■ **Task item**
The answer is to be the full listing, unchanged in every line.
━━━━
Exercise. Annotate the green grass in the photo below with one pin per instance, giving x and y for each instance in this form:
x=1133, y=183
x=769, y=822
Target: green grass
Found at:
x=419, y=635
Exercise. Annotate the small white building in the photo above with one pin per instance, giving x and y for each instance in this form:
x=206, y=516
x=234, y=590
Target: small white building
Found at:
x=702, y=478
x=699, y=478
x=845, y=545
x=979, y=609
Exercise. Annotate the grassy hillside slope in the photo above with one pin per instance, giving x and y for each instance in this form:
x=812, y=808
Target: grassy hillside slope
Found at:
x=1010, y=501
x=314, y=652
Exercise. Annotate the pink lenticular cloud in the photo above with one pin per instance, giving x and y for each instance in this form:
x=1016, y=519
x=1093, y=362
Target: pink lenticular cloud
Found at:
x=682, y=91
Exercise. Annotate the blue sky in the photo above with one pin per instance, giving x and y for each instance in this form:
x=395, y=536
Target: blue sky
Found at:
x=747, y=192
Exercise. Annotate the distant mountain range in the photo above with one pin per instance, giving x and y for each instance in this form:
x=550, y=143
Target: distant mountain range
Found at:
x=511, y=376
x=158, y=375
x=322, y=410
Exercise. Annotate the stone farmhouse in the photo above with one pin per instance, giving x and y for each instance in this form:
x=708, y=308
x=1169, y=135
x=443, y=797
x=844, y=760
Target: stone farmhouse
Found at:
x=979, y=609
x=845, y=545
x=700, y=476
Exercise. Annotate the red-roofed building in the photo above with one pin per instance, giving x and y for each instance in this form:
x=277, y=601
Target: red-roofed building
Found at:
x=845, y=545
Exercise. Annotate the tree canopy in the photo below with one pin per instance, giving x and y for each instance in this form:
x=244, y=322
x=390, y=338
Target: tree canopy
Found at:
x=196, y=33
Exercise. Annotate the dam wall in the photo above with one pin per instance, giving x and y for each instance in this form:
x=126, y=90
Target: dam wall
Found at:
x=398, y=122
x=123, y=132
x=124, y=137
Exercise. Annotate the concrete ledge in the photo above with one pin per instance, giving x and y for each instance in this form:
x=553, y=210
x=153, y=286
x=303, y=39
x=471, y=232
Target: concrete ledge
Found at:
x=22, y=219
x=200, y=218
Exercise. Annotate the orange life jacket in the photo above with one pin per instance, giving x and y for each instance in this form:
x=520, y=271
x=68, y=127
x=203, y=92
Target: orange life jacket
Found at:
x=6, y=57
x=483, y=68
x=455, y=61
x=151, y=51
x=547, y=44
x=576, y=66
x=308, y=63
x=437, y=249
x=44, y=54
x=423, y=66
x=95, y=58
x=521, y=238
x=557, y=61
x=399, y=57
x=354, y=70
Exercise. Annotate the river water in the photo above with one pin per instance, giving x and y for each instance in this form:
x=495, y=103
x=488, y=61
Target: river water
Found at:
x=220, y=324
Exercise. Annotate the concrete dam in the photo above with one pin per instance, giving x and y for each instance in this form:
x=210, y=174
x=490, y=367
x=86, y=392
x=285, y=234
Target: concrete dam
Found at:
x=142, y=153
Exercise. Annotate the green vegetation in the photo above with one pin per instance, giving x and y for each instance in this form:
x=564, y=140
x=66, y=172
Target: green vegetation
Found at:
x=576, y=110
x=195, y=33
━━━━
■ **Solution below**
Exercise. Annotate the green grass in the photo below with one pin per instance, giving x and y for each instance in this form:
x=1133, y=183
x=769, y=822
Target: green grass
Found at:
x=419, y=635
Exercise. Annotate the small white building in the photo above with one pin per instance, giving x and y for each instance in this form:
x=206, y=516
x=234, y=590
Target: small white building
Found at:
x=702, y=478
x=699, y=478
x=845, y=545
x=979, y=609
Exercise. Annotate the grassy hillside slope in the photo above with one pin per instance, giving x and y for each instance in this form:
x=812, y=808
Target: grassy hillside slope
Found at:
x=1010, y=501
x=314, y=652
Exercise. Annotate the pink lenticular cloud in the photo above with one pin per instance, giving x and y for each instance in this form:
x=1016, y=519
x=1093, y=362
Target: pink lenticular cloud
Found at:
x=682, y=91
Exercise. Annotate the blue sky in the photo above with one pin per instance, giving x and y for each instance in this form:
x=395, y=536
Target: blue sky
Found at:
x=747, y=192
Exercise. Annotate the distant mountain range in the photo above with one pin per instance, giving x and y for each instance in this form:
x=550, y=143
Target: distant mountain range
Found at:
x=511, y=376
x=158, y=375
x=322, y=410
Exercise. Annotate the stone farmhouse in the photo above with one pin per instance, giving x and y for each instance in this form:
x=708, y=308
x=1169, y=135
x=443, y=797
x=844, y=760
Target: stone farmhouse
Found at:
x=979, y=609
x=845, y=545
x=700, y=476
Exercise. Annotate the red-roofed building in the photo above with one pin per instance, giving x and y for each instance in this form:
x=277, y=601
Target: red-roofed building
Found at:
x=845, y=545
Exercise. Annotate the tree canopy in the photo below with one pin per instance, giving x and y for each instance in this form:
x=244, y=322
x=390, y=338
Target: tree canopy
Found at:
x=196, y=33
Exercise. Annotate the dam wall in the photo above with one pin per instance, giving x and y for each instance in this form:
x=126, y=90
Target: dam wall
Found at:
x=398, y=122
x=123, y=132
x=124, y=137
Exercise. Annotate the concrete ledge in the photo above with one pin per instance, giving x and y for each instance in this form:
x=553, y=210
x=153, y=286
x=303, y=39
x=471, y=232
Target: concrete ledge
Found at:
x=22, y=219
x=200, y=218
Exercise. Annotate the orange life jacket in the photo above with one pin per instance, giving x and y for each instance in this form:
x=520, y=271
x=68, y=127
x=203, y=92
Target: orange life jacket
Found at:
x=6, y=57
x=483, y=68
x=455, y=61
x=151, y=51
x=547, y=44
x=576, y=66
x=308, y=63
x=437, y=249
x=44, y=54
x=423, y=66
x=95, y=58
x=521, y=238
x=557, y=61
x=399, y=57
x=354, y=70
Exercise. Annotate the river water in the photo above with one pin per instance, giving x and y for each instance in this form:
x=495, y=103
x=488, y=61
Target: river water
Found at:
x=220, y=324
Exercise. Annotate the concrete dam in the photo above with one pin per instance, giving x and y for each instance in this form:
x=210, y=174
x=490, y=367
x=86, y=392
x=285, y=234
Target: concrete dam
Found at:
x=142, y=153
Exercise. Annotate the green vegetation in the photo above with one pin per instance, giving x and y for each instance in this form:
x=564, y=140
x=66, y=172
Target: green vegetation
Found at:
x=576, y=110
x=195, y=33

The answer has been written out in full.